- [Texto para leitura]
┌──
2024/01/29

Forças ocultas

Lula adotou o negacionismo para reescrever a própria história

Por José Casado

Atualizado em 26 jan 2024, 11h25 - Publicado em 26 jan 2024, 06h00

 

Há quase meio século, Lula reconta a própria história, com voz rouca e tom sentimental. Nos palanques, lembra a superação da miséria rural do Nordeste e a ascensão à classe média urbano-industrial do Sudeste, em caso exemplar da mobilidade social no Brasil. Essa narrativa épica foi emoldurada no triunfo do improvável, em 2003, na cena simbólica do metalúrgico emancipado no sindicalismo subindo a rampa do Palácio do Planalto para receber a faixa presidencial.

Agora, ele começou a lapidar um epílogo para a biografia na política. São poucos os políticos vivos com capacidade similar de moldar e esculpir a própria imagem na autoindulgência. Menos ainda são os que podem difundi-la para plateias adestradas no culto à personalidade. Com a argúcia de humorista e o polimento de escritor, Millôr Fernandes (1923-2012) o retratou em sete palavras: “O Lula é viciado em si mesmo.”

 Ele está começando o décimo ano na presidência, no quinto governo do Partido dos Trabalhadores. Se quiser, poderá disputar o quarto mandato em 2026, quando completa 81 anos de idade. Seria a sua última chance nas urnas antes de virar nonagenário. Como o tempo é uma vaga e ilusória convenção humana, Lula se mostra impaciente em reescrever um pedaço da sua história recente, marcada por episódios  de corrupção no governo e no Congresso. Aparentemente, ele fez uma opção preferencial pelo papel de vítima de poderes obscuros.

O recurso às fantasmagorias é um clássico na política. Permeou a carta datada de 23 de agosto de 1954 atribuída a Getúlio Vargas: “Mais uma vez as forças e os interesses contra o povo coordenaram-se e novamente se desencadeiam sobre mim…”. Vargas escolheu seguir “o destino que me é imposto” e saiu da vida para atravessar a História.
└──
- [Tarefa proposta 1] Quais pessoas aparecem pelo nome na coluna sobre Lula, incluindo quem a assina? Liste todas.
- [Tarefa proposta 2] Segundo a coluna sobre Lula, por que ele se mostra impaciente em reescrever um pedaço da sua história recente? Responda em uma a três frases.

- [Material fornecido]
┌──
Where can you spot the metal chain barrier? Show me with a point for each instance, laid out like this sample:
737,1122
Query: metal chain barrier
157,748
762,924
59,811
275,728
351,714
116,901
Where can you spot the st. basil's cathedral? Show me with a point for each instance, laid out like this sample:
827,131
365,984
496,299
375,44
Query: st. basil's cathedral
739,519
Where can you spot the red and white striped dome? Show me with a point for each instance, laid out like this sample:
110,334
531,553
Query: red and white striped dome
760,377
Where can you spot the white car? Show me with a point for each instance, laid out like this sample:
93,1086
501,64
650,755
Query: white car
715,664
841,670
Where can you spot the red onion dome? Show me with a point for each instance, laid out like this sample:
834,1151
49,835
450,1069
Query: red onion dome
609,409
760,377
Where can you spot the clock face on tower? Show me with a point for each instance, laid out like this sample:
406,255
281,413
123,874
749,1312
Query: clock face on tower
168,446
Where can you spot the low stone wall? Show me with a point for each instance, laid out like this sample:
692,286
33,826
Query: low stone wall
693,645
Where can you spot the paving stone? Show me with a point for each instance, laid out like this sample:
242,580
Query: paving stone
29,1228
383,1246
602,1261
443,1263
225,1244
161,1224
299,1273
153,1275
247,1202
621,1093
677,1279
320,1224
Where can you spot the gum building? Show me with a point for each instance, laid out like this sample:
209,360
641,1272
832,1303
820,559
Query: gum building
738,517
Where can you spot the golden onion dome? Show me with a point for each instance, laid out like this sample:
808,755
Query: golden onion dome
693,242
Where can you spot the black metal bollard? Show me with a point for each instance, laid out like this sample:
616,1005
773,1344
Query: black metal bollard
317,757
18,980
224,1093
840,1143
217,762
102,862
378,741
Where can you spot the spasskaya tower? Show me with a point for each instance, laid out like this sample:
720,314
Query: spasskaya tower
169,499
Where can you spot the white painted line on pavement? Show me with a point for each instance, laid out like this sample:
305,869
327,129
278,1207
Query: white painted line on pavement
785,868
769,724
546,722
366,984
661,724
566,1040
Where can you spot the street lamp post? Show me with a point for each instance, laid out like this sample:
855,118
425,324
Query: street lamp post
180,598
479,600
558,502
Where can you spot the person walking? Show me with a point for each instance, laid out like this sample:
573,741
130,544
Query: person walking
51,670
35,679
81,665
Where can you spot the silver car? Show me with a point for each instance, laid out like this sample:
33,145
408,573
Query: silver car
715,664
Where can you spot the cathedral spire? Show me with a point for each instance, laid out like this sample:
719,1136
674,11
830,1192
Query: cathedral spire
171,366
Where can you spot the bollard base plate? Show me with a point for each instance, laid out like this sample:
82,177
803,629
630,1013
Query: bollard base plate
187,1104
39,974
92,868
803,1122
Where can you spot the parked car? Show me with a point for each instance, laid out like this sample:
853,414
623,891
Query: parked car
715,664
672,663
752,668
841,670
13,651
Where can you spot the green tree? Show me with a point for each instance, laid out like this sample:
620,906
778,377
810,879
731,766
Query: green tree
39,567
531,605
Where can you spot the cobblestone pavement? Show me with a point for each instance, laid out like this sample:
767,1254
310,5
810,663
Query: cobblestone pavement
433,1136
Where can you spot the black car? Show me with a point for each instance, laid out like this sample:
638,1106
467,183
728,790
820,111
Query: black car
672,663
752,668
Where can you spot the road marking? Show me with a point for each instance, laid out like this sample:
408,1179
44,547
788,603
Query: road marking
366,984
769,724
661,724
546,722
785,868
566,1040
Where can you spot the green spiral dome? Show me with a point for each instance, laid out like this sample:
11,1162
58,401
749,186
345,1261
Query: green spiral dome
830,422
└──
- [Resposta esperada 1] Lula, José Casado, Millôr Fernandes e Getúlio Vargas.

- [Resposta esperada 2] Segundo a coluna, Lula se mostra impaciente porque o tempo é uma vaga e ilusória convenção humana. O pedaço de história que ele quer reescrever é o recente, marcado por episódios de corrupção no governo e no Congresso.